* [What is needed] Can you rewrite the data below with "Identify" changed to "Locate" wherever it occurs and every other character left as it is?

[START OF Data excerpts]

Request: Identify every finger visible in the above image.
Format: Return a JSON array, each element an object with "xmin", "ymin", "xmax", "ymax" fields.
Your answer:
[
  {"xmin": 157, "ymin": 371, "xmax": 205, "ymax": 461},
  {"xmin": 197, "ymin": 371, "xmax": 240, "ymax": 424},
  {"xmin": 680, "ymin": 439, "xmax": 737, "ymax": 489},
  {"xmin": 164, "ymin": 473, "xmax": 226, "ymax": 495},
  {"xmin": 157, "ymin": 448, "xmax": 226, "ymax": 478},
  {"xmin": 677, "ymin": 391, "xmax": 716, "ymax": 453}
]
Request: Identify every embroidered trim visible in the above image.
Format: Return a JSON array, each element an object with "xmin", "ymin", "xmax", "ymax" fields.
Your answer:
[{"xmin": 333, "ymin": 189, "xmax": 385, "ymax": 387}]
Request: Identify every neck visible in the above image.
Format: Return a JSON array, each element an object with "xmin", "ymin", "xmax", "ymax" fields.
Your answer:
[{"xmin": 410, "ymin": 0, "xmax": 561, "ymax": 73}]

[END OF Data excerpts]

* [Answer for this exercise]
Request: Locate every finger visible in the above image.
Format: Return a JSON array, each element an object with "xmin", "ymin", "xmax", "ymax" fields.
Your answer:
[
  {"xmin": 157, "ymin": 371, "xmax": 205, "ymax": 461},
  {"xmin": 197, "ymin": 371, "xmax": 240, "ymax": 424},
  {"xmin": 680, "ymin": 439, "xmax": 737, "ymax": 489},
  {"xmin": 164, "ymin": 473, "xmax": 226, "ymax": 495},
  {"xmin": 157, "ymin": 448, "xmax": 226, "ymax": 478},
  {"xmin": 677, "ymin": 391, "xmax": 716, "ymax": 453}
]
Request: Locate every embroidered trim visible in the above image.
Format: Return a JSON array, each element an object with "xmin", "ymin", "xmax", "ymax" fields.
Your answer:
[{"xmin": 333, "ymin": 189, "xmax": 385, "ymax": 387}]
Request: Locate every neck visible in the above image.
Format: Return a JSON array, each element an object with "xmin", "ymin", "xmax", "ymax" fields.
Your answer:
[{"xmin": 410, "ymin": 0, "xmax": 561, "ymax": 73}]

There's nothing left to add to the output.